* _WRITTEN REQUEST_:
Retype each of the rows below verbatim, leaving out the pictures.
%%
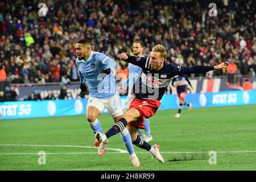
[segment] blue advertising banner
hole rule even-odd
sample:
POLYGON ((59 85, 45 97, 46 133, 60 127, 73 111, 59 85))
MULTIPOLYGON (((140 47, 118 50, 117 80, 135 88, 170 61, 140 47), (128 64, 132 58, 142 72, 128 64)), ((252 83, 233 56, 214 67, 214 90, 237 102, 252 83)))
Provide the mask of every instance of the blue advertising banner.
%%
* _RESPONSE BELOW_:
[segment] blue advertising banner
hole rule even-odd
sample:
POLYGON ((59 85, 45 97, 46 133, 60 127, 73 111, 59 85))
MULTIPOLYGON (((140 47, 118 50, 117 80, 135 88, 170 61, 140 47), (128 64, 132 58, 142 72, 128 64)), ((252 83, 233 56, 214 67, 214 90, 237 102, 252 83)))
Provide the mask of every instance of the blue advertising banner.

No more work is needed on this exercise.